> Exercise:
Work out how many lines in the rows below contain the string "roof", treating uppercase and lowercase as different. Reply with the number alone.

::::

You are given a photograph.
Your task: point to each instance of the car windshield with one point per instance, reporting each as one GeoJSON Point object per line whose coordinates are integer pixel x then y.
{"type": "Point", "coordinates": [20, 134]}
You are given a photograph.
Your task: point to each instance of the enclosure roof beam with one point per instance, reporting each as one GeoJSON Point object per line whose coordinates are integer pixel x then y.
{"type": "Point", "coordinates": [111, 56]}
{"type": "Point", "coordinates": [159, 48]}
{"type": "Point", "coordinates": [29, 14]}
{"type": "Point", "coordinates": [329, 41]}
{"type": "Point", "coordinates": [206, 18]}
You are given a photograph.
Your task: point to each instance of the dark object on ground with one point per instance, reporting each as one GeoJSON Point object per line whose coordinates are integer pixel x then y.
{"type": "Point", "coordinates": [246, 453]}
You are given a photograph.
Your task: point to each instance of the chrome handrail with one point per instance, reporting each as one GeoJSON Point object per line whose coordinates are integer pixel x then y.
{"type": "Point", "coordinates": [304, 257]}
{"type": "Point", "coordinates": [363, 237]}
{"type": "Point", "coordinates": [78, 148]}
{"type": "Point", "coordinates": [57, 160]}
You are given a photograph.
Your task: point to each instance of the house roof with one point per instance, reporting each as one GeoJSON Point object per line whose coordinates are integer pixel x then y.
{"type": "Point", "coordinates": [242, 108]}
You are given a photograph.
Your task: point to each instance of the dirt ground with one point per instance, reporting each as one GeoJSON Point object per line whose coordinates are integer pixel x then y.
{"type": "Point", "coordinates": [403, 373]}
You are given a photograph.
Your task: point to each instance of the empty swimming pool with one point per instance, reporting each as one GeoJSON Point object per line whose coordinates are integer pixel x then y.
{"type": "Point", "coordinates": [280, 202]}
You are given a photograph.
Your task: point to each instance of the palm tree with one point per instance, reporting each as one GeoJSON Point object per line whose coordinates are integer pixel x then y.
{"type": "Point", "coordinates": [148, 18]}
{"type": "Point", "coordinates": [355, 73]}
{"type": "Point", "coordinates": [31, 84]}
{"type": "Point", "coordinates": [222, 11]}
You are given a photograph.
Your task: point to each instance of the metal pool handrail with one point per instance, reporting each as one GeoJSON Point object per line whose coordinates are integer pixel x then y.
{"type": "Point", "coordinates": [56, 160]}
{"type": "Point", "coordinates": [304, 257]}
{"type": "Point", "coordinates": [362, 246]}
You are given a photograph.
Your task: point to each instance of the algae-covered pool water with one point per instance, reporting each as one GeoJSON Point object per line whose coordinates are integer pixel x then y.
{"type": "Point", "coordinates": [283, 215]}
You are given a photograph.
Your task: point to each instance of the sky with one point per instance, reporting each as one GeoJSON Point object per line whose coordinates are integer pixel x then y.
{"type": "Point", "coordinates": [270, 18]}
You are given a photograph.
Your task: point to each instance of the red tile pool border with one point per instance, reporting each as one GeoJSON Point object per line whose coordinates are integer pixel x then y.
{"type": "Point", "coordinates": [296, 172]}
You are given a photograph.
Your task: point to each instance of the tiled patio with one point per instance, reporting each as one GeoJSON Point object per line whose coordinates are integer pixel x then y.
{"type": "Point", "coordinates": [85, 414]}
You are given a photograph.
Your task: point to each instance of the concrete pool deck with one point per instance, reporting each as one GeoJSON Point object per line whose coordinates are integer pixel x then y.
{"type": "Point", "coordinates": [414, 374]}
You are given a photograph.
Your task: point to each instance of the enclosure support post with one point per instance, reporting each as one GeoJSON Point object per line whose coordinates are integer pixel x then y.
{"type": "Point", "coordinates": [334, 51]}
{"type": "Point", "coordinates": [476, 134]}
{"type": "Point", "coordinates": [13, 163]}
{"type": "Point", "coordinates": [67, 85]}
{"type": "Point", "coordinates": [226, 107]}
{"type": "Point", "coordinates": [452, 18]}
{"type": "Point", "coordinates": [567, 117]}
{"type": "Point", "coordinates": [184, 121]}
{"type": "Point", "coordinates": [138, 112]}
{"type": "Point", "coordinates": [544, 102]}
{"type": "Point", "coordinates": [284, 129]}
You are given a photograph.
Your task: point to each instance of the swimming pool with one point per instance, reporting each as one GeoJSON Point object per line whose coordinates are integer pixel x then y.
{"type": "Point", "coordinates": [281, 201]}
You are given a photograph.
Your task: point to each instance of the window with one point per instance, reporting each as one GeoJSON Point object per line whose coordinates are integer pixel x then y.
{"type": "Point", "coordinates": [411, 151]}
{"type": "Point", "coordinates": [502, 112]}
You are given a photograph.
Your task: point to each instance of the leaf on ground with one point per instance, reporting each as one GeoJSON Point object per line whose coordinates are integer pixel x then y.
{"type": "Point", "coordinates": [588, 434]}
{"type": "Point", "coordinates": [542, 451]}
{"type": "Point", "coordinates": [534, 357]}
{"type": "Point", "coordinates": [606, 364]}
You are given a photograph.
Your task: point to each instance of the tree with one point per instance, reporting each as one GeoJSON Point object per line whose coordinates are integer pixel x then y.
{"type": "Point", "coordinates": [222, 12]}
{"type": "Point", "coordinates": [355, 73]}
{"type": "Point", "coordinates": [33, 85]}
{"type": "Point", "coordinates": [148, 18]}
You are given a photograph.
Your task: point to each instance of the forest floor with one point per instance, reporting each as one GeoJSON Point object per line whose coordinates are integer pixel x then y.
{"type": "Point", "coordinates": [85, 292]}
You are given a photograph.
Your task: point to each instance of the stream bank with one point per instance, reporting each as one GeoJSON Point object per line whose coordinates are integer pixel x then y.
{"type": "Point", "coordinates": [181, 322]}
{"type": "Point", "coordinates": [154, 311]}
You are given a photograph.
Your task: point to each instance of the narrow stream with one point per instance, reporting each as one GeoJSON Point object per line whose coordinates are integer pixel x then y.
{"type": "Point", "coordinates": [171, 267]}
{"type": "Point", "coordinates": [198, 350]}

::::

> In response:
2